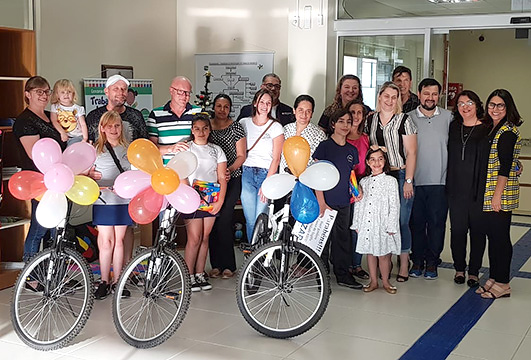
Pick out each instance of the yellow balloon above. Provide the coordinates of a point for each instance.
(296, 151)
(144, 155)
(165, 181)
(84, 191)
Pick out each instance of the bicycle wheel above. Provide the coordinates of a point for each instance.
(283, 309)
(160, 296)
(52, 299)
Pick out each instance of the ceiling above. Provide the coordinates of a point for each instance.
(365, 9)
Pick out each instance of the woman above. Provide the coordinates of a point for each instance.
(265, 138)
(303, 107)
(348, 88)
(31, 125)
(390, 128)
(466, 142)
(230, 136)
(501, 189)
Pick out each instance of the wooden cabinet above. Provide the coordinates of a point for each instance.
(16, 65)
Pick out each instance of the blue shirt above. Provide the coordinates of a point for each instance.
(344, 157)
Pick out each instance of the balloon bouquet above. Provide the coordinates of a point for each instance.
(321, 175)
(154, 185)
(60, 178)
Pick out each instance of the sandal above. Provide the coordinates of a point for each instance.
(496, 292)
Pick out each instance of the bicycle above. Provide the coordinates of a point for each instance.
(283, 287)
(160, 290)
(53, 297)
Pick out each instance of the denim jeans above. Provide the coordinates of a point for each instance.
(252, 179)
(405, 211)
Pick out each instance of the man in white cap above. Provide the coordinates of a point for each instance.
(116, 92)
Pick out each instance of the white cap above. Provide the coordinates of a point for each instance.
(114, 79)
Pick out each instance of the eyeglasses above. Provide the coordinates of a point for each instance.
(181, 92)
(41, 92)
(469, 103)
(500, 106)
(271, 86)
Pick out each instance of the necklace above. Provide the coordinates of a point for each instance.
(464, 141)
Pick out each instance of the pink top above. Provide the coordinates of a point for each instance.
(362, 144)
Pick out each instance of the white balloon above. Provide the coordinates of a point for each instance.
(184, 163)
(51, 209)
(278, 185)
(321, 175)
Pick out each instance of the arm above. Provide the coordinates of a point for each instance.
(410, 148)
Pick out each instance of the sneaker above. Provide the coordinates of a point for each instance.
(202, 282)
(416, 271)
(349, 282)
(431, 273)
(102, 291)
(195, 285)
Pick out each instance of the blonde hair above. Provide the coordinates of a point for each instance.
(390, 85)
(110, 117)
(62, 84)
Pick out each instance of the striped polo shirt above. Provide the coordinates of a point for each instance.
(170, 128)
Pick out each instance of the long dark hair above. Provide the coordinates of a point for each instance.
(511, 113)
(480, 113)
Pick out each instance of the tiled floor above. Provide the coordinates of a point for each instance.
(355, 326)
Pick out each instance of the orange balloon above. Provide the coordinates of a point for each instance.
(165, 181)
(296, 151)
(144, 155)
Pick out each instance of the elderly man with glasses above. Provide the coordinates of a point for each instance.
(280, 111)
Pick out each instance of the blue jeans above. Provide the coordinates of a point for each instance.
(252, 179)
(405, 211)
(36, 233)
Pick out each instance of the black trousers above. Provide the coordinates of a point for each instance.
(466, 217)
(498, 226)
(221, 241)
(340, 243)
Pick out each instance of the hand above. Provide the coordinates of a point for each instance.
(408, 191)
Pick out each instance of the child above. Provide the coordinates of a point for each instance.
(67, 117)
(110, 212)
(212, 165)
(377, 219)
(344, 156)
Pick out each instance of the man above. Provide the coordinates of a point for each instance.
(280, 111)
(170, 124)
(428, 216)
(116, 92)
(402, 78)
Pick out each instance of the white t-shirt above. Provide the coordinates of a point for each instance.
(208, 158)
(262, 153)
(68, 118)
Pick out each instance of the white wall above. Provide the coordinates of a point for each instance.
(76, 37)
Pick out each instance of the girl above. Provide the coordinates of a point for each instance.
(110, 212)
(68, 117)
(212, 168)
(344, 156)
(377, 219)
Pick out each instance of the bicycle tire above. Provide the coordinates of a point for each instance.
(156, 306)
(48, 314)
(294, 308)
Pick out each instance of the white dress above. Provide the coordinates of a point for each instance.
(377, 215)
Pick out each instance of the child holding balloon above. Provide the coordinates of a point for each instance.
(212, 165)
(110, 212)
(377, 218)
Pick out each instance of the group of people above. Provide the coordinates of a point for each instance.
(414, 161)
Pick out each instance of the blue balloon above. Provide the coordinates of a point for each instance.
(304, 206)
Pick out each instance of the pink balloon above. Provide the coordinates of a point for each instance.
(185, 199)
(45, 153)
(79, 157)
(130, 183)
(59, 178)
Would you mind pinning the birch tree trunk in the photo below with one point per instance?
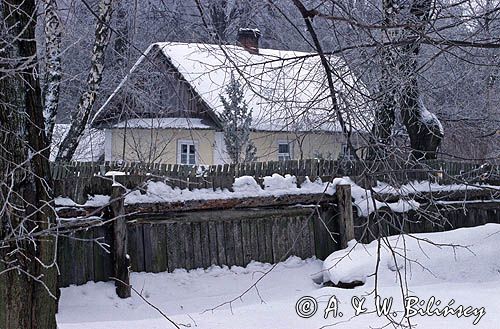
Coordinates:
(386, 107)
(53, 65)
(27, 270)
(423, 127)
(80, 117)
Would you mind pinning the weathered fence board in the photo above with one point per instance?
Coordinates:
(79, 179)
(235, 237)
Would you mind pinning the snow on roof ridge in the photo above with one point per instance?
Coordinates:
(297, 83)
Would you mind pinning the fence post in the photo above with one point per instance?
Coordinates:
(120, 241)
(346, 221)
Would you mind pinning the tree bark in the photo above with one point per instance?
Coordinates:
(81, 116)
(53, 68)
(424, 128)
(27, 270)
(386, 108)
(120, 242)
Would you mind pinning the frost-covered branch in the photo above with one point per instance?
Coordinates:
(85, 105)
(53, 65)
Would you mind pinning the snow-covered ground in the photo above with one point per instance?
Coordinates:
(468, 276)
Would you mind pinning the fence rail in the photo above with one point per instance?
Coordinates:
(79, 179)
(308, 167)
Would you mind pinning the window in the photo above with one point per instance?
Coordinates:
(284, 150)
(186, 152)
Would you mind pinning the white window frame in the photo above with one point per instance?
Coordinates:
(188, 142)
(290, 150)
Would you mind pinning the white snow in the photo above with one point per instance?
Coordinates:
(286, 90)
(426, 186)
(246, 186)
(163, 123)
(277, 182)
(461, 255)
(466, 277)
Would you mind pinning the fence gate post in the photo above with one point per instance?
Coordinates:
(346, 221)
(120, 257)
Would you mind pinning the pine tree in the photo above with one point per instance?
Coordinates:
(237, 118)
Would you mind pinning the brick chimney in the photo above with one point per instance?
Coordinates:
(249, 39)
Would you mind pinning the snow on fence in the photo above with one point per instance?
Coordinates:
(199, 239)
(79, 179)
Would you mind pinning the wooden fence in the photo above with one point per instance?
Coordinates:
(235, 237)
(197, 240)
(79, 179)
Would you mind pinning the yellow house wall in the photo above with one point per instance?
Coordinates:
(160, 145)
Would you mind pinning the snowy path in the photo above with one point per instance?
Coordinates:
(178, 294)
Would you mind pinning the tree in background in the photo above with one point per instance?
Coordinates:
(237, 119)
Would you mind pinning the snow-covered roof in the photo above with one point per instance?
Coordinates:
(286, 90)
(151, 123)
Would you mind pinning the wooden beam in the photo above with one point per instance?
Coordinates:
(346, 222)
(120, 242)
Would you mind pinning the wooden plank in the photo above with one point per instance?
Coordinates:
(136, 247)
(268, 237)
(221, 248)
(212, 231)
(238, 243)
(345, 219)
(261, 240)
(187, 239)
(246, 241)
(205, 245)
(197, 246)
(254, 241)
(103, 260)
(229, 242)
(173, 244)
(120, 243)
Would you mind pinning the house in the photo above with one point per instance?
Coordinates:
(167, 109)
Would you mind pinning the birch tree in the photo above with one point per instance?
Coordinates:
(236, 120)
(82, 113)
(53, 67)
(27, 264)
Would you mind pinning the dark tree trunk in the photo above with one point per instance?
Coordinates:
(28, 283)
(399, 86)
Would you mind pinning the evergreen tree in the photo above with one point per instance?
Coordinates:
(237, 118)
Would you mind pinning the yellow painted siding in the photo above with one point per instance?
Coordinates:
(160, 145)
..........
The expected output is each line of the records above that includes the word "trunk".

Would you mind pinning the birch tree trunk in the photo below with one point per instance?
Would you mind pinning the dark tree trunk in the photo above with one point per instance?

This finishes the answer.